> _WHAT THE TASK ASKS_: Rewrite all of the data below as a two-column CSV with the header instruction,result and one row for each request. Put each request's text and its answer in their own quoted field, replace line breaks with spaces, and leave out the pictures.

--- Begin GIVEN INFORMATION ---

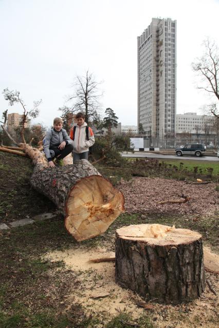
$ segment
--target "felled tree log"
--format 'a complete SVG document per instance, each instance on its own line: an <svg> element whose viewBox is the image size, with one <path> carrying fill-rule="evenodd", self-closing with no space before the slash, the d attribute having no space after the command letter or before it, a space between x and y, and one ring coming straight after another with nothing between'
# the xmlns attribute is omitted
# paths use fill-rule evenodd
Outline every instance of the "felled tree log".
<svg viewBox="0 0 219 328"><path fill-rule="evenodd" d="M98 236L123 211L124 197L88 161L50 168L45 155L27 144L35 167L33 187L49 198L65 217L67 230L78 241Z"/></svg>
<svg viewBox="0 0 219 328"><path fill-rule="evenodd" d="M122 287L167 304L200 296L205 283L199 234L139 224L118 229L116 236L116 281Z"/></svg>

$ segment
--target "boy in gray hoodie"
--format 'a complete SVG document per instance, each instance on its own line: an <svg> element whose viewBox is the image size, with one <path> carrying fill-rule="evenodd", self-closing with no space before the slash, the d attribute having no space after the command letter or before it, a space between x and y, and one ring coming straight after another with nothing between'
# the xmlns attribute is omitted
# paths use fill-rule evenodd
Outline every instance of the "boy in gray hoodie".
<svg viewBox="0 0 219 328"><path fill-rule="evenodd" d="M72 141L62 128L63 122L59 118L53 120L53 127L47 131L44 140L44 151L49 162L49 167L54 167L52 160L57 158L58 164L63 165L63 159L73 150Z"/></svg>

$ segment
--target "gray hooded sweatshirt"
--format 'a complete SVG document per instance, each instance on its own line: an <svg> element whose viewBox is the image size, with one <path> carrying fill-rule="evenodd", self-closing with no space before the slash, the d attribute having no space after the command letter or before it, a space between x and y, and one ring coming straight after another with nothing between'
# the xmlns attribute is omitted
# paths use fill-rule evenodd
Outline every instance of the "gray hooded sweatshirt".
<svg viewBox="0 0 219 328"><path fill-rule="evenodd" d="M58 132L54 128L52 128L47 131L43 141L44 150L47 160L51 158L49 148L58 147L63 141L65 141L66 145L73 144L72 141L70 139L64 129L62 129Z"/></svg>

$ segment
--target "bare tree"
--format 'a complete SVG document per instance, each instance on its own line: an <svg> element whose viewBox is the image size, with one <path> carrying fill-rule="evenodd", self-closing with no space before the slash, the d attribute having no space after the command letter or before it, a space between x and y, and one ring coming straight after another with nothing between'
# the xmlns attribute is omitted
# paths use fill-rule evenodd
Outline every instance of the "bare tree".
<svg viewBox="0 0 219 328"><path fill-rule="evenodd" d="M23 142L26 144L25 139L24 138L24 129L26 125L28 123L28 117L30 117L35 119L38 116L39 110L38 107L42 102L42 100L39 101L33 102L33 106L31 109L27 109L26 105L24 104L24 102L21 98L20 92L15 90L15 91L10 91L8 88L4 89L3 92L5 99L8 101L10 106L13 106L14 103L20 104L23 108L23 112L22 114L22 120L20 123L21 126L21 136Z"/></svg>
<svg viewBox="0 0 219 328"><path fill-rule="evenodd" d="M59 109L62 111L62 119L64 121L69 120L69 114L71 113L73 117L76 112L81 111L84 113L85 122L88 124L98 121L98 112L101 107L100 100L102 96L102 92L99 90L100 84L88 70L85 75L77 75L73 85L74 93L67 99L68 101L73 101L72 106L65 106Z"/></svg>
<svg viewBox="0 0 219 328"><path fill-rule="evenodd" d="M209 94L214 95L217 98L217 102L211 104L208 109L213 115L219 119L218 73L219 73L219 52L218 48L214 42L211 42L209 38L204 42L205 51L203 55L197 59L192 64L195 72L202 78L203 85L198 86Z"/></svg>

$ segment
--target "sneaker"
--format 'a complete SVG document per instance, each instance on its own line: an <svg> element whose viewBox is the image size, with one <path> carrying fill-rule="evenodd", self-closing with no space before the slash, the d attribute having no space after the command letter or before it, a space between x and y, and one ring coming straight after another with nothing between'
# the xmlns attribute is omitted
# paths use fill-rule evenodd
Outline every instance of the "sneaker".
<svg viewBox="0 0 219 328"><path fill-rule="evenodd" d="M56 162L58 166L64 166L64 162L62 159L57 159Z"/></svg>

--- End GIVEN INFORMATION ---

> _ANSWER FOR THIS EXERCISE_:
instruction,result
"$ segment --target ""felled tree log"" --format 'a complete SVG document per instance, each instance on its own line: an <svg> element whose viewBox is the image size, with one <path> carrying fill-rule=""evenodd"", self-closing with no space before the slash, the d attribute having no space after the command letter or before it, a space between x and y, and one ring coming straight after another with nothing between' # the xmlns attribute is omitted # paths use fill-rule evenodd Outline every instance of the ""felled tree log"".","<svg viewBox=""0 0 219 328""><path fill-rule=""evenodd"" d=""M98 236L123 211L124 197L88 161L50 168L45 155L27 144L35 167L33 187L49 198L65 217L67 230L78 241Z""/></svg> <svg viewBox=""0 0 219 328""><path fill-rule=""evenodd"" d=""M122 287L167 304L200 296L205 283L199 234L139 224L118 229L116 236L116 281Z""/></svg>"
"$ segment --target ""boy in gray hoodie"" --format 'a complete SVG document per instance, each instance on its own line: an <svg> element whose viewBox is the image size, with one <path> carrying fill-rule=""evenodd"", self-closing with no space before the slash, the d attribute having no space after the command letter or before it, a space between x and y, and one ring coming straight after another with nothing between' # the xmlns attribute is omitted # paths use fill-rule evenodd Outline every instance of the ""boy in gray hoodie"".","<svg viewBox=""0 0 219 328""><path fill-rule=""evenodd"" d=""M72 141L62 128L63 122L59 118L53 120L53 127L47 131L44 140L44 151L49 162L49 167L54 167L52 160L57 158L58 164L63 165L63 159L73 150Z""/></svg>"
"$ segment --target ""gray hooded sweatshirt"" --format 'a complete SVG document per instance, each instance on its own line: an <svg> element whose viewBox is the image size, with one <path> carrying fill-rule=""evenodd"", self-closing with no space before the slash, the d attribute having no space after the command letter or before it, a space between x and y, and one ring coming straight after another with nothing between' # the xmlns attribute is omitted # paths use fill-rule evenodd Outline every instance of the ""gray hooded sweatshirt"".","<svg viewBox=""0 0 219 328""><path fill-rule=""evenodd"" d=""M58 132L54 128L52 128L47 131L43 141L44 150L47 160L51 158L49 148L58 147L63 141L65 141L66 145L73 144L72 141L70 139L64 129L62 129Z""/></svg>"
"$ segment --target ""bare tree"" --format 'a complete SVG document per instance, each instance on its own line: an <svg> element whose viewBox is the image size, with one <path> carrying fill-rule=""evenodd"", self-closing with no space before the slash, the d attribute having no space after the command letter or before it, a space between x and y, and one ring coming straight after another with nothing between' # the xmlns attribute is omitted # paths use fill-rule evenodd Outline every instance of the ""bare tree"".","<svg viewBox=""0 0 219 328""><path fill-rule=""evenodd"" d=""M23 142L26 144L25 139L24 138L24 129L26 125L28 123L28 117L30 117L35 119L38 116L39 110L38 107L42 102L42 100L39 101L33 102L33 106L31 109L27 109L26 105L24 104L24 102L21 98L20 92L15 90L15 91L10 91L8 88L4 89L3 92L5 99L8 101L10 106L13 106L14 103L20 104L23 108L23 112L22 114L22 120L20 123L21 126L21 136Z""/></svg> <svg viewBox=""0 0 219 328""><path fill-rule=""evenodd"" d=""M59 109L62 111L62 119L64 121L69 120L69 114L71 113L73 117L76 112L81 111L84 113L85 122L88 124L98 121L98 112L101 107L100 100L102 96L102 92L99 90L100 84L88 70L85 75L77 75L73 85L74 93L67 99L68 101L73 101L72 106L65 106Z""/></svg> <svg viewBox=""0 0 219 328""><path fill-rule=""evenodd"" d=""M209 94L214 95L217 98L217 102L211 104L208 109L213 115L219 119L218 73L219 73L219 52L218 48L214 42L211 42L209 38L204 42L205 51L203 55L197 59L192 64L195 72L202 78L203 85L198 86Z""/></svg>"
"$ segment --target ""sneaker"" --format 'a complete SVG document per instance, each instance on its own line: an <svg> element whose viewBox is the image size, with one <path> carrying fill-rule=""evenodd"", self-closing with no space before the slash, the d attribute having no space after the command letter or before it, a space between x and y, and one ring coming straight after another with nothing between' # the xmlns attribute is omitted # paths use fill-rule evenodd Outline every instance of the ""sneaker"".","<svg viewBox=""0 0 219 328""><path fill-rule=""evenodd"" d=""M56 162L58 166L64 166L64 162L62 159L57 159Z""/></svg>"